> _TASK_: Render the lines of the listing below, from the line containing "point_to(query) identifies every instance of the plastic stool" through the line containing "x=330, y=392" inclusive, as a Markdown table with the columns Index (a running row number) and Entry (the line itself), leaving out any blank lines.

______

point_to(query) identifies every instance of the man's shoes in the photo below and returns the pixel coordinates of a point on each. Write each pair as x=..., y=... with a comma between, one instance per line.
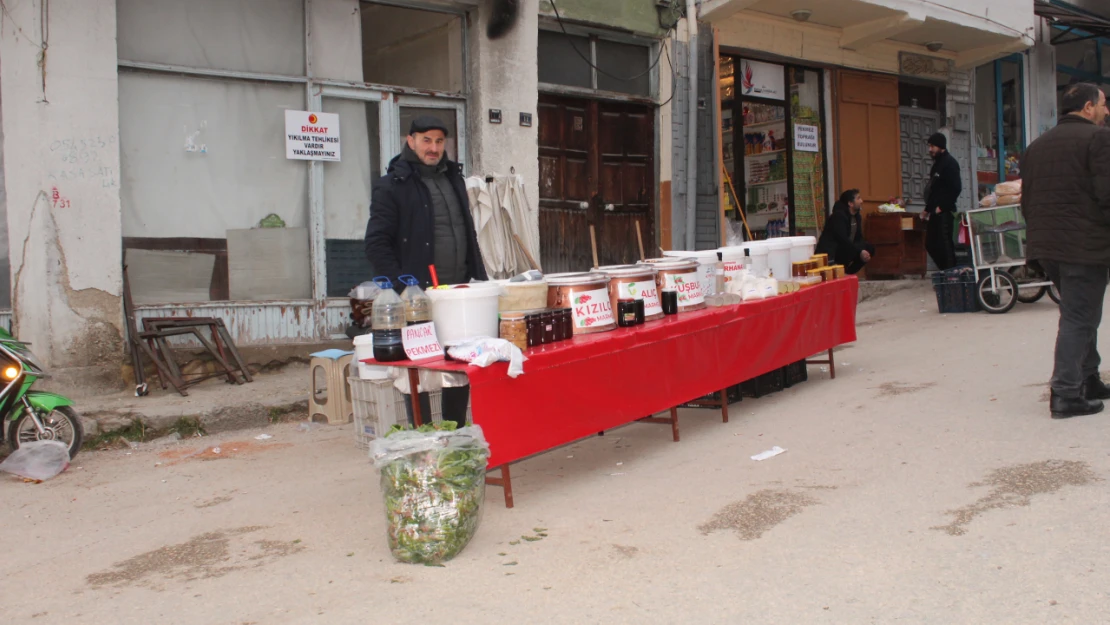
x=1066, y=407
x=1096, y=389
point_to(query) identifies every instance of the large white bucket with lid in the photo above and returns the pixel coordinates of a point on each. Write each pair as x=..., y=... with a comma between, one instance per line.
x=363, y=350
x=778, y=258
x=803, y=248
x=733, y=261
x=465, y=310
x=707, y=268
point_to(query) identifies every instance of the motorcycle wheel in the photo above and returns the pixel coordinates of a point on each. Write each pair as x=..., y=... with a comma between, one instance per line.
x=62, y=424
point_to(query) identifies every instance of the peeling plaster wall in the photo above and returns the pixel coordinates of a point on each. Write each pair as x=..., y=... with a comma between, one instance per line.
x=61, y=174
x=503, y=74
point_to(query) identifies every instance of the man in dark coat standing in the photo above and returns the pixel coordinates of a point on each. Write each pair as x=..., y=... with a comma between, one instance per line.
x=843, y=238
x=940, y=194
x=1066, y=202
x=420, y=213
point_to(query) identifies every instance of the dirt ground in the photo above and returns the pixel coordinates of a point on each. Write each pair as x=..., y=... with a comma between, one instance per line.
x=925, y=484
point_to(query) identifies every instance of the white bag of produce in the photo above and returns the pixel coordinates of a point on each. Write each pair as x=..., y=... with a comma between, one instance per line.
x=433, y=485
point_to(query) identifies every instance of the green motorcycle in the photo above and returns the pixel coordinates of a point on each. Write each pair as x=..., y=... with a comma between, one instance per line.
x=32, y=415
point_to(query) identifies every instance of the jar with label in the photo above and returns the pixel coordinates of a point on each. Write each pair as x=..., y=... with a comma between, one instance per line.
x=514, y=329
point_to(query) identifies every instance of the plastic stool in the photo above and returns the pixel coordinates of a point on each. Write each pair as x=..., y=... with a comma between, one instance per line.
x=330, y=392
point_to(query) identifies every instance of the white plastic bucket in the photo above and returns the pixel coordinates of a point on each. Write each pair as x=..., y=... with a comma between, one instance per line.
x=778, y=258
x=706, y=268
x=733, y=260
x=364, y=349
x=465, y=310
x=803, y=248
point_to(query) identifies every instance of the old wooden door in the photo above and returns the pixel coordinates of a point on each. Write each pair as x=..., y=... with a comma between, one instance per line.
x=596, y=168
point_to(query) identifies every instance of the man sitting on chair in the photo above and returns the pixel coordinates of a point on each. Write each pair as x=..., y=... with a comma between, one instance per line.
x=843, y=238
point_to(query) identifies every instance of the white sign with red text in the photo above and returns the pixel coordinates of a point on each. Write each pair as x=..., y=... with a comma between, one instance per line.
x=688, y=288
x=312, y=137
x=421, y=342
x=592, y=308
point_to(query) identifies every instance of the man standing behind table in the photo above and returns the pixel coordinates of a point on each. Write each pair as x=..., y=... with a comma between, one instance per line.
x=1066, y=202
x=940, y=194
x=420, y=215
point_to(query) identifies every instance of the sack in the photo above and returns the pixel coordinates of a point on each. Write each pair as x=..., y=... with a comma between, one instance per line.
x=433, y=485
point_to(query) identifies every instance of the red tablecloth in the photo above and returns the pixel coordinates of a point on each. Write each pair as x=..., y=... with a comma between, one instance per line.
x=596, y=382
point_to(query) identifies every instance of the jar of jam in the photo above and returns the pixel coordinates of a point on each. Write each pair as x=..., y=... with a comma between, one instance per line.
x=514, y=329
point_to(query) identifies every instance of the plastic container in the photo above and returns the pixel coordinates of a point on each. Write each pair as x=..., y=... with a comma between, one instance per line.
x=732, y=261
x=363, y=350
x=417, y=305
x=707, y=266
x=801, y=248
x=463, y=311
x=778, y=258
x=387, y=319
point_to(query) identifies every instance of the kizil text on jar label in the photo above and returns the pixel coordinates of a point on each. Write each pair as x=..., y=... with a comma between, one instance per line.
x=592, y=308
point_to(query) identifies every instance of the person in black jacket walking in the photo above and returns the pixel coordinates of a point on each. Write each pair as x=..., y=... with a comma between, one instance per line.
x=843, y=238
x=420, y=213
x=1066, y=202
x=940, y=194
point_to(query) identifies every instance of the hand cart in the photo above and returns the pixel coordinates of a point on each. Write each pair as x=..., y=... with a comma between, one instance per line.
x=997, y=237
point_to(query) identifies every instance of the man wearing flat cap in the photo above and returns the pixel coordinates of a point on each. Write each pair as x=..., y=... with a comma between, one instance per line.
x=420, y=213
x=940, y=194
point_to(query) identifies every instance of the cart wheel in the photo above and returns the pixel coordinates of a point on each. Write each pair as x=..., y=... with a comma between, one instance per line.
x=1027, y=274
x=1002, y=298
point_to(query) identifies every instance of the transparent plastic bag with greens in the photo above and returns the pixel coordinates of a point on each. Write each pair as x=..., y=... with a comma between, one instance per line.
x=433, y=485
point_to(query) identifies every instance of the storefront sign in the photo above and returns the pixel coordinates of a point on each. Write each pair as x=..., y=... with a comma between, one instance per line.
x=593, y=308
x=421, y=342
x=763, y=80
x=312, y=137
x=646, y=291
x=910, y=63
x=688, y=288
x=805, y=138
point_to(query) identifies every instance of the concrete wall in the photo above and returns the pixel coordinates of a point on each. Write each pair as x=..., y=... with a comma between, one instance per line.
x=61, y=175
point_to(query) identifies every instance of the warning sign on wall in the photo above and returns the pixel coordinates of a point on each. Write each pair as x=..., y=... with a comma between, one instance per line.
x=312, y=137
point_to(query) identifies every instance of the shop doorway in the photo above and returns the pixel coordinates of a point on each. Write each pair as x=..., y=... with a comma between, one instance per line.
x=596, y=168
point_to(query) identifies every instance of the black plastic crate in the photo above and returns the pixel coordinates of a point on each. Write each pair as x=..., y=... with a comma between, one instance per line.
x=956, y=290
x=770, y=382
x=795, y=373
x=713, y=400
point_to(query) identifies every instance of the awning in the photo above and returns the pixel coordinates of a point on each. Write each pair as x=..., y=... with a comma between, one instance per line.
x=1072, y=20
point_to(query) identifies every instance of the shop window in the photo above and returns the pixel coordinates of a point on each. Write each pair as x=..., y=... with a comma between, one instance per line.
x=202, y=173
x=412, y=48
x=252, y=36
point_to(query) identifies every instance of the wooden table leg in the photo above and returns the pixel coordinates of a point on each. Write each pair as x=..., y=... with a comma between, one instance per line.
x=505, y=482
x=414, y=393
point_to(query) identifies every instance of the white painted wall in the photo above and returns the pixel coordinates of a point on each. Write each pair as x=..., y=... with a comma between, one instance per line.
x=67, y=276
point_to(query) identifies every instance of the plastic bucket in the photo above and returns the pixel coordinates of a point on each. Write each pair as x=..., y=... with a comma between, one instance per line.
x=465, y=310
x=707, y=268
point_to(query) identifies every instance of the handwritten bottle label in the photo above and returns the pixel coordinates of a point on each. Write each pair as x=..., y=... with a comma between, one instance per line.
x=592, y=309
x=646, y=291
x=688, y=288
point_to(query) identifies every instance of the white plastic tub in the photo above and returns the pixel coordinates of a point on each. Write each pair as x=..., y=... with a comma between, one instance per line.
x=803, y=248
x=364, y=349
x=465, y=310
x=707, y=268
x=778, y=258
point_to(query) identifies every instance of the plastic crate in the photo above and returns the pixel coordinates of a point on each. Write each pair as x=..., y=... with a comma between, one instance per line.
x=713, y=400
x=763, y=385
x=956, y=290
x=795, y=373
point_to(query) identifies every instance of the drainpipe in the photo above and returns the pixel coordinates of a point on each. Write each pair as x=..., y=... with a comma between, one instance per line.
x=692, y=127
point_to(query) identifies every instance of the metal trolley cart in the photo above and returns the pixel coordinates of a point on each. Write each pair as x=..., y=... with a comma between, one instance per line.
x=998, y=255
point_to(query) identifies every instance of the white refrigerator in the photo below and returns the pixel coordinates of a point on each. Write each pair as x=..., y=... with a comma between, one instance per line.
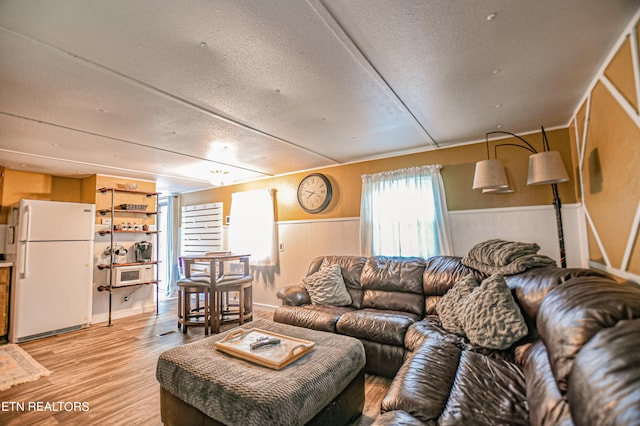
x=51, y=245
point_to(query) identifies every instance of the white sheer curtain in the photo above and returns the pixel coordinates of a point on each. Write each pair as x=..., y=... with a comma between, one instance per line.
x=252, y=228
x=404, y=213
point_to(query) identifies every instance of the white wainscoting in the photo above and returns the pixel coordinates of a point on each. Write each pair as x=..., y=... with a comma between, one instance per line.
x=304, y=240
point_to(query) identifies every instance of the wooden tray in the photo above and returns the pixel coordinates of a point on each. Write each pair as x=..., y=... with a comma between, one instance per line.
x=278, y=356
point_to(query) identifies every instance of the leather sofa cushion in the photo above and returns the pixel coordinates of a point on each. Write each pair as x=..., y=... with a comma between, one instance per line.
x=382, y=360
x=442, y=272
x=429, y=328
x=546, y=405
x=532, y=286
x=393, y=283
x=441, y=383
x=397, y=418
x=605, y=380
x=574, y=312
x=316, y=317
x=387, y=327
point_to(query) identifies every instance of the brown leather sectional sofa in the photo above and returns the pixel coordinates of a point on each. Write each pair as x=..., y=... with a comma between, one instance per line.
x=579, y=363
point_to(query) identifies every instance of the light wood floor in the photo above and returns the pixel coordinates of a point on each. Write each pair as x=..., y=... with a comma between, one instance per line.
x=110, y=373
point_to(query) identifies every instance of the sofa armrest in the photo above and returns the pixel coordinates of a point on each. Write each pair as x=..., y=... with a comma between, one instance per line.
x=294, y=295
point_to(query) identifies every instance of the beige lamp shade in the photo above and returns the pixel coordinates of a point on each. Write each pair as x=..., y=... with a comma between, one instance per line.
x=546, y=167
x=490, y=174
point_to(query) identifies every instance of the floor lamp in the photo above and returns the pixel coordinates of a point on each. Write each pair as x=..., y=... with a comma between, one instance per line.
x=545, y=167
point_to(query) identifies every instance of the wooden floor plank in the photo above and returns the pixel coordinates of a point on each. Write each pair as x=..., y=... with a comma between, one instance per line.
x=111, y=370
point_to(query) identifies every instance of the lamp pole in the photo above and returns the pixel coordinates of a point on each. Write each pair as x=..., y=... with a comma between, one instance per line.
x=553, y=179
x=557, y=205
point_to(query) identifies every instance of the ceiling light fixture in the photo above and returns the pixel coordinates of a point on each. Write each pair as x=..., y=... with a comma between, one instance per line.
x=545, y=167
x=218, y=177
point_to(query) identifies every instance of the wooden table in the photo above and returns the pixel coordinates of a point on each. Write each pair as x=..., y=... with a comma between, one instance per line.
x=219, y=280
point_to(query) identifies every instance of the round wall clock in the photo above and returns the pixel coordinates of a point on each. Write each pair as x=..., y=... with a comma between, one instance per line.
x=314, y=193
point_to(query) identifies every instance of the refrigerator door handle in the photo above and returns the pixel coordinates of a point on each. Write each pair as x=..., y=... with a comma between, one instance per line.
x=24, y=271
x=25, y=229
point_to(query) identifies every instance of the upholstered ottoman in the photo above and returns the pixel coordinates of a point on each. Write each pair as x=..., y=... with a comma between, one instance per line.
x=202, y=385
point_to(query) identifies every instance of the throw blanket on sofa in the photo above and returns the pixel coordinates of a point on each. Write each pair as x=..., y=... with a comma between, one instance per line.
x=505, y=257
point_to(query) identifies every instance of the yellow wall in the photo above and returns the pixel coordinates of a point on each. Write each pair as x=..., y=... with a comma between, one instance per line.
x=457, y=174
x=17, y=185
x=609, y=169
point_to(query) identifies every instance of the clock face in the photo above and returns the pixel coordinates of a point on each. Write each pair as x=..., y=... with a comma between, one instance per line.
x=314, y=193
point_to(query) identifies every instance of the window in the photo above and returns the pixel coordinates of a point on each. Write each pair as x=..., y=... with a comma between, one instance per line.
x=403, y=213
x=252, y=228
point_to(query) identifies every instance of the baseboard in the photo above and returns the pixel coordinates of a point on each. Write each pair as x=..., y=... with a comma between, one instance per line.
x=122, y=313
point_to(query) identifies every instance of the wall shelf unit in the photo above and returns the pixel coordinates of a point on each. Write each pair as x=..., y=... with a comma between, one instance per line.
x=122, y=207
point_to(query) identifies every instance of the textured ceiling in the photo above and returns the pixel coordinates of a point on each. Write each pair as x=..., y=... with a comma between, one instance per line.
x=175, y=91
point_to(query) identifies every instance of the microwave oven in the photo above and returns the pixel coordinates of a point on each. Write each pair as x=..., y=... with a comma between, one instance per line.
x=133, y=274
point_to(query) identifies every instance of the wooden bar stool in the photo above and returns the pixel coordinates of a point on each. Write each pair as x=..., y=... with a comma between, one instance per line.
x=223, y=311
x=197, y=315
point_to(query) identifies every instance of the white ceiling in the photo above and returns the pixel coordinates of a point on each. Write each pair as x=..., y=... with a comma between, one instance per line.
x=172, y=90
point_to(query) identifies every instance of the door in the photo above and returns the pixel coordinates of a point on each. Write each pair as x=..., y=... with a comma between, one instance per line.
x=53, y=287
x=56, y=221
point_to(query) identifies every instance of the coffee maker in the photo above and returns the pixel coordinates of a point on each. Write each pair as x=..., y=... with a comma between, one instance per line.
x=143, y=251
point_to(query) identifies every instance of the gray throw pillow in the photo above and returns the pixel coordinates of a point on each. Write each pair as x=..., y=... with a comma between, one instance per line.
x=448, y=308
x=327, y=287
x=491, y=317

______

> _EXPECTED ANSWER_:
| Index | Entry |
|---|---|
| 1 | point_to(query) identifies every instance of the plastic stool in the photo above and returns the pixel coordinates of a point on each. Write each pair as x=..., y=... with a comma between, one instance per line. |
| 2 | x=330, y=392 |